Selected passage:
DC in Miami, explains why Telegram app is snappy fast for me. I notice similar speed improvement with Meta and other big tech apps when I'm on the west coast. I guess latency matters when your app is making tons of requests.
Most of big tech's major data centers are in Loudoun County, VA on the east coast not the west coast. It's centrally located to be great latency for the east coast and OK latency for west coast and Europe. Plus a friendly regulatory environment and lots of existing DCs (AWS us-east-1, Azure East US 1/2)
If you're feeling any better latency on the west coast it's more likely to be placebo than real.
Your experienced latency will be heavily influenced by which DC you hit, in which case we care about the relative traffic loads because you aren't just hitting your closest one all the time.
DC2 is the first connection point of all MTProto clients.
Any DC may refuse a request and force the client to switch DC.
Profile URL doesn't show where messages/chats/channels are stored, as telegram has two dedicated DCs mostly for media. The rest DCs allow media with bandwidth being throttled.
They claim that they store user data on different servers in different jurisdictions so it becomes more difficult for authorities to gain access [1]. Maybe that's true and it has something to do with these DCs that seem to be unused.
They do not claim that. They do claim that they store specifically encryption keys in several data centers in different jurisdictions. Here is the exact quote: "All data is stored heavily encrypted and the encryption keys in each case are stored in several other data centers in different jurisdictions". So only keys are distributed.
What does heavily encrypted even mean? Fully encrypted? Slightly encrypted? Encrypted enough to call it “heavily encrypted” but not enough to be protected from whoever is interested?

Dataset:
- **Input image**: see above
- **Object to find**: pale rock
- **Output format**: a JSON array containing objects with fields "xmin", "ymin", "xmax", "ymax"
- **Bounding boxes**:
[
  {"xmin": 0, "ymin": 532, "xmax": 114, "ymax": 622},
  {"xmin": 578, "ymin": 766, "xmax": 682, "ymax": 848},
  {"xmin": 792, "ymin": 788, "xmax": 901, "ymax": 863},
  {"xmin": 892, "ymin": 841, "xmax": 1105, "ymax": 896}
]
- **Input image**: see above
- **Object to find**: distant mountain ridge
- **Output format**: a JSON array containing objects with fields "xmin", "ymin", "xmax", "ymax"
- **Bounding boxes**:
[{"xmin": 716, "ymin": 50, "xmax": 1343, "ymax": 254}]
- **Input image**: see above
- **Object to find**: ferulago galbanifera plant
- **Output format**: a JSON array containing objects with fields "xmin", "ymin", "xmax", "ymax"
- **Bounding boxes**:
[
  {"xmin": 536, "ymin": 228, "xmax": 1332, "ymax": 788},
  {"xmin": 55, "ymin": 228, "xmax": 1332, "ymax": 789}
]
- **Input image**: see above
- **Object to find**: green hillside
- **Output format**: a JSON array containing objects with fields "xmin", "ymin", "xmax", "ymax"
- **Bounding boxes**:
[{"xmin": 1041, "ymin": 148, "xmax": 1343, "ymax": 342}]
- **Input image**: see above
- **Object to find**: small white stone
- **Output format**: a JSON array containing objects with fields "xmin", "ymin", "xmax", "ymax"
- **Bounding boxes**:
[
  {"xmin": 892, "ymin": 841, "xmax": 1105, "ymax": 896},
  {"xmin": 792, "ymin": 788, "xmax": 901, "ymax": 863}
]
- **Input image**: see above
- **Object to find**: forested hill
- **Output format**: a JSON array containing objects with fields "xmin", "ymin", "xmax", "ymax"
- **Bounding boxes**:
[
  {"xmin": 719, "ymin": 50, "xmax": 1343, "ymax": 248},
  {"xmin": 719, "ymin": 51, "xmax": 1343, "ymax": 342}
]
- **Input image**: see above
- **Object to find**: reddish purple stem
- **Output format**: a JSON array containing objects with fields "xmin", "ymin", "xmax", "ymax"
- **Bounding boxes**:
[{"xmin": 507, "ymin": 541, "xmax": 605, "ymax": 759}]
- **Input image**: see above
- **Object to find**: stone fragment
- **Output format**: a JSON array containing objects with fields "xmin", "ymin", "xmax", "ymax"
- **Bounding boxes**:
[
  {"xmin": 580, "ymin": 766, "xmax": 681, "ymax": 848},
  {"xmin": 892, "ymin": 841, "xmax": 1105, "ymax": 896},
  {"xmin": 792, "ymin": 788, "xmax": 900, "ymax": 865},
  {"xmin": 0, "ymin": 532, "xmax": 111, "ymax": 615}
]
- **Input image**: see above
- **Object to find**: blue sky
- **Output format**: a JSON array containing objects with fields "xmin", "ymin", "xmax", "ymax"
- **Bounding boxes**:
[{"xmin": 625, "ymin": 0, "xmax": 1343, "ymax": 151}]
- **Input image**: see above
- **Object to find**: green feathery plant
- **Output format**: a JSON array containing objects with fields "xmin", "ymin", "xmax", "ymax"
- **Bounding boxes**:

Prompt A:
Write out everything in the discussion of Telegram's data centers from "They do not" down to "whoever is interested?".
Prompt B:
According to the discussion of Telegram's data centers, which DC is the first connection point of all MTProto clients?
Prompt C:
List every reason the discussion of Telegram's data centers gives for Loudoun County, VA being a good location for big tech's major data centers.

Output A:
They do not claim that. They do claim that they store specifically encryption keys in several data centers in different jurisdictions. Here is the exact quote: "All data is stored heavily encrypted and the encryption keys in each case are stored in several other data centers in different jurisdictions". So only keys are distributed.
What does heavily encrypted even mean? Fully encrypted? Slightly encrypted? Encrypted enough to call it “heavily encrypted” but not enough to be protected from whoever is interested?

Output B:
DC2

Output C:
- It is centrally located, giving great latency for the east coast and OK latency for the west coast and Europe.
- It has a friendly regulatory environment.
- It already has lots of existing DCs (AWS us-east-1, Azure East US 1/2).